++++ Record excerpts ++++
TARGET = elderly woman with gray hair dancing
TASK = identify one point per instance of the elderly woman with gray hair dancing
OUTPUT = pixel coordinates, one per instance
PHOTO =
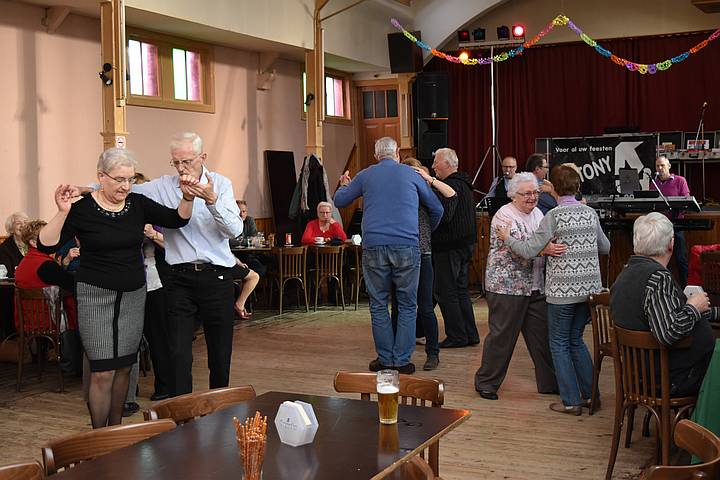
(111, 277)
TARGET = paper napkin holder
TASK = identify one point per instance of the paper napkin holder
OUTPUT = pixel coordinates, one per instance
(296, 423)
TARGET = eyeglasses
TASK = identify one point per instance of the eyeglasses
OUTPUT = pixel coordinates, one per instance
(530, 194)
(120, 180)
(184, 163)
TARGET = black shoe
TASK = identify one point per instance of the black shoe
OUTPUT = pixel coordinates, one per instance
(431, 363)
(130, 408)
(488, 394)
(376, 366)
(408, 369)
(447, 343)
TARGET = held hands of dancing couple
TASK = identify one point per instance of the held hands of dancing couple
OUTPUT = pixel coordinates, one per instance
(552, 249)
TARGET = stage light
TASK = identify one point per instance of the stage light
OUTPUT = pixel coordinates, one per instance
(503, 32)
(479, 35)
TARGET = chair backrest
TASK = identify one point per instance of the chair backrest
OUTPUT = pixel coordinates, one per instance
(69, 451)
(37, 314)
(291, 261)
(329, 260)
(638, 356)
(699, 441)
(413, 390)
(601, 320)
(22, 471)
(187, 407)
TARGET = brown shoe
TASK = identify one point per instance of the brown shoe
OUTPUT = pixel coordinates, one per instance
(569, 409)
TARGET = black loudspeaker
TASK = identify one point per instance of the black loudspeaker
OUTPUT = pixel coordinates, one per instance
(432, 95)
(281, 175)
(431, 135)
(405, 56)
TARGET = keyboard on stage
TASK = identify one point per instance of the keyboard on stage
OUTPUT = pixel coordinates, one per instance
(644, 205)
(679, 224)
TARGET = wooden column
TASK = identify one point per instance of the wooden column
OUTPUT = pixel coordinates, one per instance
(112, 51)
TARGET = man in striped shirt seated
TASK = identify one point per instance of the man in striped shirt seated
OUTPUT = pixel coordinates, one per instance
(645, 297)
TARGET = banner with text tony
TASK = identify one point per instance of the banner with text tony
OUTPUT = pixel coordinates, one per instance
(601, 158)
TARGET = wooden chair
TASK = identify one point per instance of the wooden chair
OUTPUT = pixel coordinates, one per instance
(601, 324)
(329, 264)
(187, 407)
(38, 317)
(636, 385)
(413, 391)
(292, 263)
(699, 441)
(69, 451)
(23, 471)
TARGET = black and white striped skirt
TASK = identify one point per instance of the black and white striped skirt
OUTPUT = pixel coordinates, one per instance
(111, 325)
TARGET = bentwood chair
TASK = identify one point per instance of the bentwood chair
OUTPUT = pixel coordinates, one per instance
(38, 317)
(69, 451)
(328, 265)
(638, 383)
(292, 263)
(183, 408)
(699, 441)
(413, 391)
(22, 471)
(601, 322)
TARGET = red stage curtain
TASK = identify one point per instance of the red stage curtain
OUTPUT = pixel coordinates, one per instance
(570, 90)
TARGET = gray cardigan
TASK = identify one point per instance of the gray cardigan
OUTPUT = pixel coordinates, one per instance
(571, 277)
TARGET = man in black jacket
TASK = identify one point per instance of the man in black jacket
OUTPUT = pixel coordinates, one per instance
(452, 247)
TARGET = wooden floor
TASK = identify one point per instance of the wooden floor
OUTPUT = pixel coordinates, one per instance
(517, 437)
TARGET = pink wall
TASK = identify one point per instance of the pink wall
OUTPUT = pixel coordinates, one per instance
(51, 116)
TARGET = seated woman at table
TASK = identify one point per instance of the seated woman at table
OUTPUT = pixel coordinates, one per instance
(13, 248)
(324, 226)
(39, 270)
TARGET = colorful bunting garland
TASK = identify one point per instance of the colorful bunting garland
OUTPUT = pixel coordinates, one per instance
(562, 20)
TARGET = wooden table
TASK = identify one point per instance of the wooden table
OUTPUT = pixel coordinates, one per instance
(350, 444)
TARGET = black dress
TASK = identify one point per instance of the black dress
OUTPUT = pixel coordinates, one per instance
(111, 277)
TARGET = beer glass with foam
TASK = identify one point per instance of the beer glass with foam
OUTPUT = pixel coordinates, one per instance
(388, 387)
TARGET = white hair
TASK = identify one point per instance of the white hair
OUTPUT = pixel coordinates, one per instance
(518, 178)
(116, 157)
(324, 204)
(179, 139)
(14, 218)
(652, 234)
(449, 155)
(385, 147)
++++
Aim of the exercise -
Set down precisely the lines above between the line holding "TARGET = bentwood chair" and the line holding "TARGET = white hair", inclusive, and nothing beyond them.

Your response -
TARGET = bentwood chair
TASK = identify one point per instance of the bentwood chair
OUTPUT = pixel coordinates, one per instance
(38, 317)
(69, 451)
(328, 265)
(638, 383)
(292, 263)
(183, 408)
(699, 441)
(413, 391)
(22, 471)
(601, 322)
TARGET = red stage curtain
TASK = identify one point per instance of the red stage curtain
OUTPUT = pixel coordinates, one per instance
(570, 90)
TARGET = gray cardigan
TASK = identify one point per instance of the gray cardigan
OUTPUT = pixel coordinates, one per instance
(571, 277)
TARGET = man in black jacket
TASK = identify one point per instance of the man in black jacket
OUTPUT = pixel coordinates, one per instance
(452, 247)
TARGET = wooden floor
TASK = identify one point per instance of the wooden floor
OUTPUT = pixel coordinates, one per instance
(517, 437)
TARGET = pink wall
TASK = identify one point per instance of the pink wall
OUTPUT = pixel coordinates, one per instance
(51, 116)
TARGET = seated woman at table
TASK = identify one point per instance of the seated woman at table
OUTPUT = pixel coordinates, one per instance
(13, 248)
(324, 226)
(39, 270)
TARGET = colorful bunting garland
TASK = identify one point per instance of the colorful bunting garland
OUTPUT = pixel coordinates, one per instance
(562, 20)
TARGET = wooden table
TASK = identify one point per instance of the wooden table
OUTPUT = pixel coordinates, one per instance
(350, 444)
TARGET = black dress
TASK = identify one point per instance of the black dress
OUTPUT = pixel coordinates, one per instance
(111, 277)
TARGET = beer glass with foam
TASK = identify one point per instance of the beer glass with foam
OUTPUT = pixel coordinates, one per instance
(388, 387)
TARGET = white hair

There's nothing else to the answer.